Reproduce the material in full, exactly as written.
Start of Records provided
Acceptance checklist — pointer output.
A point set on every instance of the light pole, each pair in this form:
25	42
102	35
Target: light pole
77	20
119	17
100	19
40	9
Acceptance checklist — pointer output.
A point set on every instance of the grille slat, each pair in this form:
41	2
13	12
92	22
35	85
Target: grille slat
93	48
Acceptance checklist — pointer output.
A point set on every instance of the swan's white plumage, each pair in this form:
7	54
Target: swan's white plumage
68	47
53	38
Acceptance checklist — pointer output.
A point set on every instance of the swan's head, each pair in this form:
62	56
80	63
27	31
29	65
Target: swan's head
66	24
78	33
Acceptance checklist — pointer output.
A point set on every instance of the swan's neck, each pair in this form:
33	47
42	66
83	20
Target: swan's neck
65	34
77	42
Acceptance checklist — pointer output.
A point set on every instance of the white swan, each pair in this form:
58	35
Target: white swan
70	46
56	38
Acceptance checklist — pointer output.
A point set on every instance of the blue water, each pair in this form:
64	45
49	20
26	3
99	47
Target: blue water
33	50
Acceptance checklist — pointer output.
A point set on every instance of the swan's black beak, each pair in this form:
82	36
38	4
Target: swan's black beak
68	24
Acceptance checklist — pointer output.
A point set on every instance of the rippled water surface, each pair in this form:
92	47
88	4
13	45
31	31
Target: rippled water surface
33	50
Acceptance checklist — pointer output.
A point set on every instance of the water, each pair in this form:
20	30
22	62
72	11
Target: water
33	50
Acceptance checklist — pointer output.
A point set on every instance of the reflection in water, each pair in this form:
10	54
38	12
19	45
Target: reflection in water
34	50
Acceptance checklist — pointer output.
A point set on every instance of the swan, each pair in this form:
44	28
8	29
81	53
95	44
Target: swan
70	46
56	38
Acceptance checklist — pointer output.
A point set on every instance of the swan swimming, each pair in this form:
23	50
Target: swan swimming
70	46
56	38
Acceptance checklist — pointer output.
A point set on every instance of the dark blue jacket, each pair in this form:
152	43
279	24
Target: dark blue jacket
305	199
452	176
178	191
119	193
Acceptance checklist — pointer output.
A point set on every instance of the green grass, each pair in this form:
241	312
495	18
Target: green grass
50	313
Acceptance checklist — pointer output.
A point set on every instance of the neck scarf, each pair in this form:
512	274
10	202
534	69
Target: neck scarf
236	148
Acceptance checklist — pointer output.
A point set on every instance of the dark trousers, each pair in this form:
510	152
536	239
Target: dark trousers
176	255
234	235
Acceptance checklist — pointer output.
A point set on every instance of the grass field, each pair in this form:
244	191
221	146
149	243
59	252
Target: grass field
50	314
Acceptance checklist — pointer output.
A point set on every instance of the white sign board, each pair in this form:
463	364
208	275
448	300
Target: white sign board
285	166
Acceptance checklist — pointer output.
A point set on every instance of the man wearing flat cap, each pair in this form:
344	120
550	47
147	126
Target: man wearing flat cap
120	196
End of Records provided
▶ **Task response**
Acceptance checklist — pointer output.
A point set on every instance of the light pole, each pair in this form:
25	42
102	35
Target: light pole
77	20
119	17
100	19
40	9
Acceptance checklist — pointer output.
A point set on every instance of the grille slat, each pair in this form:
41	2
13	12
92	22
35	85
Target: grille slat
93	48
Acceptance checklist — pointer output.
A point set on every instance of the swan's white plumage, each pair in this form:
7	54
Target: swan's white plumage
68	47
53	38
Acceptance checklist — pointer output.
A point set on every instance of the swan's head, each pair in this form:
62	56
80	63
27	31
29	65
Target: swan's head
66	24
78	33
Acceptance checklist — pointer output.
A point set on every instance of the swan's neck, each pair in this form:
33	47
42	66
83	20
Target: swan's neck
65	34
77	42
Acceptance checklist — pointer output.
A point set on every instance of the white swan, each pair in this form:
58	35
Target: white swan
70	46
56	38
Acceptance checklist — pointer output.
A point set on every instance of the blue water, each pair in this form:
64	45
49	20
26	3
99	47
Target: blue water
33	50
Acceptance checklist — pointer output.
A point set on every instance of the swan's black beak, each pair in this form:
82	36
38	4
Target: swan's black beak
68	24
Acceptance checklist — pointer output.
A point set on every instance of the rippled water surface, each pair in this form:
92	47
88	4
13	45
31	31
Target: rippled water surface
33	50
Acceptance checklist — pointer output.
A point set on every instance of the water, each pair in this form:
20	30
22	62
72	11
Target: water
33	50
Acceptance checklist — pointer output.
A point set on every instance of the reflection in water, each pair in this form:
10	54
38	12
19	45
Target: reflection in water
34	50
Acceptance checklist — pointer output.
A point set on every instance of the swan, each pair in this form:
44	28
8	29
81	53
95	44
Target: swan
70	46
56	38
Acceptance checklist — pointer output.
A point set on every instance of the swan swimming, each pair in this form:
23	50
Target: swan swimming
70	46
56	38
Acceptance checklist — pointer output.
A point set on every instance of the dark blue jacket, each pair in this form:
152	43
279	24
Target: dark blue jacket
305	199
452	176
178	191
119	193
Acceptance checklist — pointer output.
A point set on every instance of the green grass, each pair in this form:
241	312
495	18
Target: green grass
50	313
Acceptance checklist — pointer output.
A point set on every instance of the neck scarf, each pair in this form:
512	274
10	202
534	69
Target: neck scarf
236	148
Acceptance checklist — pointer output.
A point set on every instance of the dark trousers, each pair in this form:
510	152
536	239
Target: dark trousers
176	255
234	235
Acceptance checklist — pointer output.
A point set on every instance of the grass field, each pair in this form:
244	191
221	146
149	243
59	252
Target: grass field
50	314
Acceptance checklist — pointer output.
A point set on every instance of the white sign board, each pair in this form:
463	364
208	275
448	300
Target: white sign board
285	166
Acceptance checklist — pointer output.
A point set on every instance of the man wearing flat cap, each pair in this form:
344	120
550	47
147	126
Target: man wearing flat cap
120	196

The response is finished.